**Work required**
Copy every entry word for word, but skip the pictures.

**Given records**
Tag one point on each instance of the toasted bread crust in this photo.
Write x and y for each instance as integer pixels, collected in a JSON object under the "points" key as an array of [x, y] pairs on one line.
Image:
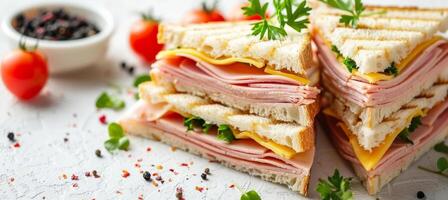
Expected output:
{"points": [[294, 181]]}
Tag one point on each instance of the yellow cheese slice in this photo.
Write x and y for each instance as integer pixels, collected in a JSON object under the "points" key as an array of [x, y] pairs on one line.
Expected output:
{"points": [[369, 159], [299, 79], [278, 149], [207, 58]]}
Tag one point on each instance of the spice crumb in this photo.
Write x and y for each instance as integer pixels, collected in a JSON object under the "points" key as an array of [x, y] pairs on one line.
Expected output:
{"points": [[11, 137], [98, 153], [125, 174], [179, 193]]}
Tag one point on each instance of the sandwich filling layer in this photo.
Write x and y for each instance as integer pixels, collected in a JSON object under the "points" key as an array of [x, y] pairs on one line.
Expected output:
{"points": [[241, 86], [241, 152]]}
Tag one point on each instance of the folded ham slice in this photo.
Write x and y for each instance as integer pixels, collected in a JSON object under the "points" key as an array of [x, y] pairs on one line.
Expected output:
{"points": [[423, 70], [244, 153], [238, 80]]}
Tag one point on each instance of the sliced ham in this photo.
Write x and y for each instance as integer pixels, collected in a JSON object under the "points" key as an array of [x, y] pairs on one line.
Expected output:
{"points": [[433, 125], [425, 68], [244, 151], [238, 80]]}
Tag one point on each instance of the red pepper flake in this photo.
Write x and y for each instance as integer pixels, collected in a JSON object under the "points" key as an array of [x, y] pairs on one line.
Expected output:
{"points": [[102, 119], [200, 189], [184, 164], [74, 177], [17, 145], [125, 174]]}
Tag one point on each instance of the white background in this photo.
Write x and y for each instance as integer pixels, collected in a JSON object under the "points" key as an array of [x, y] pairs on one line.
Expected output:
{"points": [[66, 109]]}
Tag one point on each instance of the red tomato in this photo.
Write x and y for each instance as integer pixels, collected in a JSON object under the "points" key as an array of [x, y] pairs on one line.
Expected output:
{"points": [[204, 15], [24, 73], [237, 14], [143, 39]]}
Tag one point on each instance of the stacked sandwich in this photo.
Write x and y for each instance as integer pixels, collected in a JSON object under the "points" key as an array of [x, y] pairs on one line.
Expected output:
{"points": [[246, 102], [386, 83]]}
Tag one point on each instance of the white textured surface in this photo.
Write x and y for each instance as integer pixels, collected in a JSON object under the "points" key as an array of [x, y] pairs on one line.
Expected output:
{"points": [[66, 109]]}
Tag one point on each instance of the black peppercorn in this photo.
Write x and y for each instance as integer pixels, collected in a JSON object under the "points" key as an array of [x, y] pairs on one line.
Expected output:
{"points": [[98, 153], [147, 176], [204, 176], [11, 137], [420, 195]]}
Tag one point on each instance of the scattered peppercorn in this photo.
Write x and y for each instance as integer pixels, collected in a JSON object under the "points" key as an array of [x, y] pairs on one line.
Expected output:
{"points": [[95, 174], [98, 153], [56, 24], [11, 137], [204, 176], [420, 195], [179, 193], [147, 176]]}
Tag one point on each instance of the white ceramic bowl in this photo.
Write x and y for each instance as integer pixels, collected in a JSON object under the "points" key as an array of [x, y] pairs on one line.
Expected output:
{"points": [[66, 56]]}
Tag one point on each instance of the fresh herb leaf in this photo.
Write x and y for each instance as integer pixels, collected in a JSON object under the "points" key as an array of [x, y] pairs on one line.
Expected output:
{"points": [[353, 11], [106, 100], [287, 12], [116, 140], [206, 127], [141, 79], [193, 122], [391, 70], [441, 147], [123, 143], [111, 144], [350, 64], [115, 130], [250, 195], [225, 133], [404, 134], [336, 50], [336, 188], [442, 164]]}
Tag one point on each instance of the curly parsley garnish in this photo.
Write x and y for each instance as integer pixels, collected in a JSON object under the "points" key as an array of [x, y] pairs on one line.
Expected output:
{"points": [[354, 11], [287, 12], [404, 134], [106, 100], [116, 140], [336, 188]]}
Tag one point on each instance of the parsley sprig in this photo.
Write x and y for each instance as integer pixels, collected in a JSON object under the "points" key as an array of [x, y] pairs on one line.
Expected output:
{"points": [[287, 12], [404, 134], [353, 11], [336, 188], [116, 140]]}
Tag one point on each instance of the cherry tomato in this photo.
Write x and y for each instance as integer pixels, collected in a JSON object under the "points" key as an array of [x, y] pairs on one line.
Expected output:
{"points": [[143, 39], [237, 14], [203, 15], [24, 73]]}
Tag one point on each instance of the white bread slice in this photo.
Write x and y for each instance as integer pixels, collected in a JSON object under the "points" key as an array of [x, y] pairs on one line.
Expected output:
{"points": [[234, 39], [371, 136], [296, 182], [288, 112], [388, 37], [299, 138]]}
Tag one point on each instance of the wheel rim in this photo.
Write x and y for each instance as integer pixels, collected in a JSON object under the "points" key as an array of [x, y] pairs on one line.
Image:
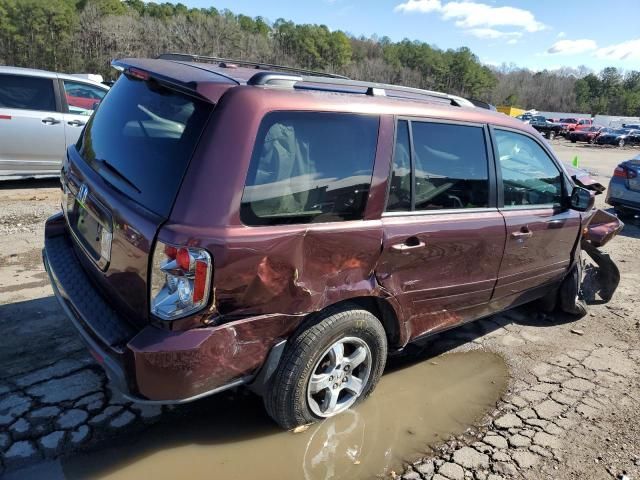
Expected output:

**Written answer**
Tag one point on each instance of the toasted bread crust in this photo.
Write x and y for each instance as integer pixels, collected in a JSON object under the "points" key as an array of [x, y] pairs on one line.
Image:
Expected output:
{"points": [[294, 181]]}
Tag one point on each instance of the yellow cheese slice in this photo.
Write x and y for each instance as integer pixels, collected in a JSON object under the "points" key as an array of [x, y] pairs on one line.
Expected output:
{"points": [[369, 159], [299, 79], [278, 149], [207, 58]]}
Tag one point on each instance of the spice crumb in this photo.
Write x and y for each instance as integer pixels, collected in a JSON object under the "points" key as an array of [x, y] pairs on one line.
Expected output:
{"points": [[11, 137], [98, 153], [125, 174], [179, 193]]}
Tag one point on each instance of the sandwich filling layer in this photo.
Write x and y for each instance as integer pixels, collected in a JSON object under the "points" key as an array of [x, y] pairs on one line.
Expected output:
{"points": [[241, 86], [241, 152]]}
Tag one point on each instance of the folded ham slice in this photo.
Write x and y for each instance as integer pixels, collected in a JSON object under the "points" key as an array of [x, y] pairs on one line.
Expected output:
{"points": [[423, 70], [244, 153], [238, 80]]}
Tag one point on each instance of the sliced ham in this photo.
Write x and y for each instance as integer pixels, collected in a JSON object under the "points" key as an array of [x, y] pairs on one line.
Expected output:
{"points": [[433, 125], [425, 68], [244, 151], [238, 80]]}
Tag one point on each instance of the red pepper flake in this photo.
Write x and y for each instance as integer pixels, collected in a JSON object under the "points" key as an array of [x, y] pairs on one line.
Expected output:
{"points": [[102, 119], [200, 189], [184, 164], [74, 177], [17, 145], [125, 174]]}
Tag one point on each instance of the white background in this photo.
Write x and y for each instance as integer pixels, collected in a JSON object under the "points" key as an array of [x, y] pairs on one line.
Expected output:
{"points": [[66, 109]]}
Tag one point on each instance of the red tomato in this photo.
Write x and y for each instance as integer pixels, collected in a JSON object under the "points" key as an array of [x, y] pairs on one line.
Expected output:
{"points": [[204, 15], [24, 73], [237, 14], [143, 39]]}
Tag one point on each instance of the stacked sandwich in this photo.
Write x and y for each instance as integer pixels, collected in a JSON object under the "points" key as an array of [x, y] pairs on one line.
Expected output:
{"points": [[246, 102], [386, 83]]}
Tag one point on each instance of the white textured surface in this photo.
Write x and y for each instance as integer pixels, collected in a JSON object under the "points" key as an array of [x, y] pairs on one line.
Expected output:
{"points": [[66, 109]]}
Tag one point on each instance of the black peppercorn in this photo.
Write x and y for each instance as integer pixels, collected in a JSON object under the "points" key as an array of [x, y] pairs on one line.
Expected output:
{"points": [[98, 153], [147, 176], [204, 176], [11, 137], [420, 195]]}
Tag one point on each instance of the scattered peppercorn in this photo.
Write x and y for each instance as integer pixels, collected in a JSON object under the "points" key as an array of [x, y] pairs on one line.
Expected output:
{"points": [[95, 174], [98, 153], [56, 24], [11, 137], [204, 176], [420, 195], [179, 193], [147, 176]]}
Tag one point on each instance of the white ceramic bowl in this photo.
Write x and y for each instance as integer pixels, collected in a JSON object under the "points" key as an array of [x, y] pairs on one line.
Expected output:
{"points": [[66, 56]]}
Tag one point on each instance of the fresh herb leaf in this photo.
Write x and y for each instance as integer pixels, collected in a JSON object under the "points" key as an array of [x, y] pairs on one line.
Expected output:
{"points": [[353, 11], [106, 100], [287, 12], [116, 140], [206, 127], [141, 79], [193, 122], [391, 70], [441, 147], [123, 143], [111, 144], [350, 64], [115, 130], [250, 195], [225, 133], [404, 134], [336, 50], [336, 188], [442, 164]]}
Tag one point on each instance of the curly parsley garnish in this photo.
Write x and y for each instance as integer pixels, collected in a JSON object under the "points" key as an array of [x, y] pairs on one line.
Expected output:
{"points": [[354, 11], [287, 12], [404, 134], [106, 100], [116, 140], [336, 188]]}
Tag one point on each instance of the parsley sprig in this photo.
Write x and y for each instance as integer pixels, collected in a JSON object under the "points" key as an array of [x, y] pairs on one line.
Expected output:
{"points": [[287, 12], [404, 134], [353, 11], [336, 188], [116, 140]]}
Tag one point on each instance of the cherry tomato in this photo.
Write x and y for each instance as integer pixels, collected in a JSON object under the "points" key as an array of [x, y] pairs on one line.
Expected output:
{"points": [[143, 39], [237, 14], [203, 15], [24, 73]]}
Tag one point on each instance of the white bread slice in this photo.
Write x and y for each instance as integer pixels, collected in a JSON object under the "points" key as an array of [x, y] pairs on one line.
Expected output:
{"points": [[234, 39], [371, 136], [296, 182], [288, 112], [388, 37], [299, 138]]}
Tag one point on each instance of the wheel rim in this photo.
Write x and y for each instance as integer pixels, collected in a JSON object under the "points" key as an array of [x, y] pairs on one line.
Image:
Expected output:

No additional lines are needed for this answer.